▸ **Requirement**:
Format every line of the items below as a numbered list, skipping blank lines and leaving the pictures out.

▸ **Excerpted data**:

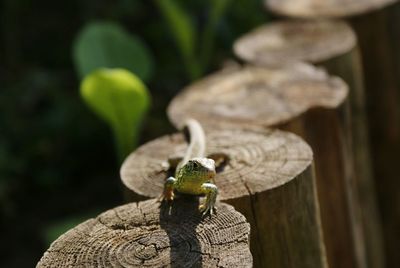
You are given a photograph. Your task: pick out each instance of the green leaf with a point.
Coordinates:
(183, 31)
(108, 45)
(180, 24)
(122, 100)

▸ **Answer for the task**:
1. You are given a photograph. Your task: pick out each instance of the green leaf with a point.
2. Coordinates:
3. (183, 31)
4. (108, 45)
5. (180, 24)
6. (122, 100)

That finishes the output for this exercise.